-- List of tasks --
a: According to the benchmark instructions, what does the script in the baseline curve steps measure?
b: List every shell command in the benchmark instructions that appears on its own line and not inside a comment, in the order given.
c: From the benchmark instructions, transcribe everything from "Figure 7(a)(b) experiment" down to "the expected shape." without changing anything.

-- Source excerpt --

'''

Figure 7(a)(b) experiment

  • Each curve can be tested seperately
  • For Figure 8 and Figure 9(a), if the curve does not exhibit the expected trend, you may try using smaller connection numbers in the corresponding script. For example, consider adjusting the values here to smaller ones if the throughput vs. latency curve for social_network does not follow the expected shape.

To test the baseline curve

# must rebuild the function images for in Social Network
# benchmark (within the DeathStarBench_fakedb directory)
cd quilt/benchmark/DeathStarBench_fakedb/social_network/functions
# for 8(b), the above command should be
# `cd quilt/benchmark/DeathStarBench_fakedb/social_network_async/functions`
./build.sh build_fission_c

# run the script to measure 50th percentile latency
cd quilt/test/wrk2_fission/social_network
./figure8ab.sh perf compose-post sync
# for 8(b), the above command should be
# `./figure8ab.sh perf compose-post async`

# collect the throughput and latency data
./getlattput.py

To test the quilt curve

# First, rebuild the function image for merged workflow for in Social Network
# benchmark (within the DeathStarBench_fakedb directory)

'''

-- Dataset records --

'''

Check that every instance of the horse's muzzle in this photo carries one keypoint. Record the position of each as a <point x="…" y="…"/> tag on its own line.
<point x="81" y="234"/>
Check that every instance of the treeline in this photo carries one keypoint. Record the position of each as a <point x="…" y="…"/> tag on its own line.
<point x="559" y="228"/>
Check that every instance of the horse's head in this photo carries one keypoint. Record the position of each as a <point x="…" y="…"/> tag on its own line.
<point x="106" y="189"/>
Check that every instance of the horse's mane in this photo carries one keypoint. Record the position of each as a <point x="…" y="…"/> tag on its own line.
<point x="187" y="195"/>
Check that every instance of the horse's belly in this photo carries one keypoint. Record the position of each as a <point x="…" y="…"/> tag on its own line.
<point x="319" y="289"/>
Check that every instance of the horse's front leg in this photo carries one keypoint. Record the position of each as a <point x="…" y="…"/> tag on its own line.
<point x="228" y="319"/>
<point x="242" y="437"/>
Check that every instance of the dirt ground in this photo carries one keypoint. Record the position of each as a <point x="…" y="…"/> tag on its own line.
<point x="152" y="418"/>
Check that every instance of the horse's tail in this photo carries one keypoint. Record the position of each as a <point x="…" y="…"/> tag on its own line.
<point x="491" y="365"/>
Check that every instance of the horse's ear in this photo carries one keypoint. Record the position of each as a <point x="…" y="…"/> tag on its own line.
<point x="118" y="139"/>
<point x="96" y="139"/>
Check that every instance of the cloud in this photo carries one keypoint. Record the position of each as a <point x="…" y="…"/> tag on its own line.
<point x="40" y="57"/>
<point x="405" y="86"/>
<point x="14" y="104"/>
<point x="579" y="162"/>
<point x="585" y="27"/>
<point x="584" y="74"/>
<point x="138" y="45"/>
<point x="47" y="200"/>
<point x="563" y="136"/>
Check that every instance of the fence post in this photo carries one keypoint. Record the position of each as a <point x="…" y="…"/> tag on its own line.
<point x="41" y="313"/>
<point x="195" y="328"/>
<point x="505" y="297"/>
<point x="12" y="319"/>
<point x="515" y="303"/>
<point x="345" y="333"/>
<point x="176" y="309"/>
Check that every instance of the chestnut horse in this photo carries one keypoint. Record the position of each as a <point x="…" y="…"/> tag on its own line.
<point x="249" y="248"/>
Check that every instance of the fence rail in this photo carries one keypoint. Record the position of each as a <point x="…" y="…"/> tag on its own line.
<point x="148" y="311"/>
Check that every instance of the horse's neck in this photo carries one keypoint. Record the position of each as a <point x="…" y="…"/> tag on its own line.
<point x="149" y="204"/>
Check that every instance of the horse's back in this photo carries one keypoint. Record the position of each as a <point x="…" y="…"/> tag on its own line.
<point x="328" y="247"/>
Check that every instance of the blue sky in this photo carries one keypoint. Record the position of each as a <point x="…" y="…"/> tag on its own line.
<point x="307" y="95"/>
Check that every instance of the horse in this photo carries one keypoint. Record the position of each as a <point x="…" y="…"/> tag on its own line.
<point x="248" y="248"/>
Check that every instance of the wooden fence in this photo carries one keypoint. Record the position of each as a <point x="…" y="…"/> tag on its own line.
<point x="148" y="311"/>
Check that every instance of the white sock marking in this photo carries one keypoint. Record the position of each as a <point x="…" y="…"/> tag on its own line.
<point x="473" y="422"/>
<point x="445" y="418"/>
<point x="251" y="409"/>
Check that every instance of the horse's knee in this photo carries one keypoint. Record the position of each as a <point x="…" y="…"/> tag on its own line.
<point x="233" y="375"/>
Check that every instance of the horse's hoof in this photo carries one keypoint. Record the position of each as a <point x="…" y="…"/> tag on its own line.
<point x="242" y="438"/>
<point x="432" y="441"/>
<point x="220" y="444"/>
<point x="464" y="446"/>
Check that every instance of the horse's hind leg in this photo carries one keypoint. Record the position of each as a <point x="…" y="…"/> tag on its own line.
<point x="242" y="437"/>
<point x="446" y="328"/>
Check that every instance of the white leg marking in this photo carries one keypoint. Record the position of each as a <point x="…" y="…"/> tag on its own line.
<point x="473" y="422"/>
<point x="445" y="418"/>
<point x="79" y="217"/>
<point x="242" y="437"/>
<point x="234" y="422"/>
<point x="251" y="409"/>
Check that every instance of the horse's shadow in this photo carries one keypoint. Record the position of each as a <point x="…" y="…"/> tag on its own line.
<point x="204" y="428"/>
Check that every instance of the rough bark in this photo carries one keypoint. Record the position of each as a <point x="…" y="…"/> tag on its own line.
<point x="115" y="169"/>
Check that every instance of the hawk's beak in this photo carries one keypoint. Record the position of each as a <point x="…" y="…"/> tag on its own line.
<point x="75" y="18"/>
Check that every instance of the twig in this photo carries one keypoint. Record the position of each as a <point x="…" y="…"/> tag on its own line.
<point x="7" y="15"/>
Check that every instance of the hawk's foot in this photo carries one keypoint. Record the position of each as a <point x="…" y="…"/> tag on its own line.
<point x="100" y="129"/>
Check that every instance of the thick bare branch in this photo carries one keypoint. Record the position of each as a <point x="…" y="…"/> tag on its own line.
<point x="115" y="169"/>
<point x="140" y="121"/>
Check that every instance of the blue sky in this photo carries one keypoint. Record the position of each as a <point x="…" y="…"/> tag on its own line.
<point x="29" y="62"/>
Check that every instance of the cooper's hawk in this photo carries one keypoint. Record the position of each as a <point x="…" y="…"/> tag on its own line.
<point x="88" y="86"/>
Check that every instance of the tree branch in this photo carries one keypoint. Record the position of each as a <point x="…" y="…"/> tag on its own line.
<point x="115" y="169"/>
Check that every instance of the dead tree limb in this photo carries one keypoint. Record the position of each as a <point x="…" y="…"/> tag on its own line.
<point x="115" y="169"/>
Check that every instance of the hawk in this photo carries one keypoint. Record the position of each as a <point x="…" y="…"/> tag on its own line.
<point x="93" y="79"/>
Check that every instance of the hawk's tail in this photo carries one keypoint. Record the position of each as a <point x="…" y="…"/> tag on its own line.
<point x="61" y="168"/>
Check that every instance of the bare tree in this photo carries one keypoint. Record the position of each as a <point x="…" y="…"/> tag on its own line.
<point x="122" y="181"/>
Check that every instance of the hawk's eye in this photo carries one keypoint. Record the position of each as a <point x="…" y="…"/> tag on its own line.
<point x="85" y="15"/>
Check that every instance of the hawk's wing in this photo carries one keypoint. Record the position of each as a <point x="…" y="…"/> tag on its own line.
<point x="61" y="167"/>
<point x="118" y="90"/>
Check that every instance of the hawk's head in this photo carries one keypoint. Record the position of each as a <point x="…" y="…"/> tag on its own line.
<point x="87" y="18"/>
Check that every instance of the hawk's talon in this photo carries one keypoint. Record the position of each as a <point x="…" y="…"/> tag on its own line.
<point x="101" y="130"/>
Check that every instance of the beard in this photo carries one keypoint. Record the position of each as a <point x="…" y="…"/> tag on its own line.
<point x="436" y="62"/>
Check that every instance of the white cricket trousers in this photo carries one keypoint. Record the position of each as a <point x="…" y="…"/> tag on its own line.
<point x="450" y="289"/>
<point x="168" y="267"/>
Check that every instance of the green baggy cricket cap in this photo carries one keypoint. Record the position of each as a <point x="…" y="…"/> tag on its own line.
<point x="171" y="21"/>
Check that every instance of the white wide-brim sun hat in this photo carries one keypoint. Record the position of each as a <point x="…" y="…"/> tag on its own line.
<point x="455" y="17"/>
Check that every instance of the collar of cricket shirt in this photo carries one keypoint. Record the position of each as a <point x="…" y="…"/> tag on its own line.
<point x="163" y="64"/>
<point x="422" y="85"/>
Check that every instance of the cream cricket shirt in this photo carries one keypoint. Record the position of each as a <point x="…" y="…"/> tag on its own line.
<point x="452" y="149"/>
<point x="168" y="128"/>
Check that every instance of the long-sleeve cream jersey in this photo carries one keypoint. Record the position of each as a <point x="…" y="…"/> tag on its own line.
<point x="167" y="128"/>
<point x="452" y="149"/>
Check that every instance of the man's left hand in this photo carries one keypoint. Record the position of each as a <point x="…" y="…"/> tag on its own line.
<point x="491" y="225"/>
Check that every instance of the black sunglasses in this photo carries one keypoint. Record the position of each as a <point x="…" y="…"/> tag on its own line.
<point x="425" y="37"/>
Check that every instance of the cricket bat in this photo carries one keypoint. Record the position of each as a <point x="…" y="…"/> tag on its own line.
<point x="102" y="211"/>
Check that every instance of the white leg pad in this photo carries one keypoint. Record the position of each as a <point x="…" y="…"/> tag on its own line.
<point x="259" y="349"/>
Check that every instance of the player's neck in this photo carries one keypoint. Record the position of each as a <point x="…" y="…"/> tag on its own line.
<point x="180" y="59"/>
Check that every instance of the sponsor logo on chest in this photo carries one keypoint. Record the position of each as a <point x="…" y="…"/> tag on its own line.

'''

-- Full solutions --
a: The 50th percentile latency.

b:
cd quilt/benchmark/DeathStarBench_fakedb/social_network/functions
./build.sh build_fission_c
cd quilt/test/wrk2_fission/social_network
./figure8ab.sh perf compose-post sync
./getlattput.py

c:
Figure 7(a)(b) experiment

  • Each curve can be tested seperately
  • For Figure 8 and Figure 9(a), if the curve does not exhibit the expected trend, you may try using smaller connection numbers in the corresponding script. For example, consider adjusting the values here to smaller ones if the throughput vs. latency curve for social_network does not follow the expected shape.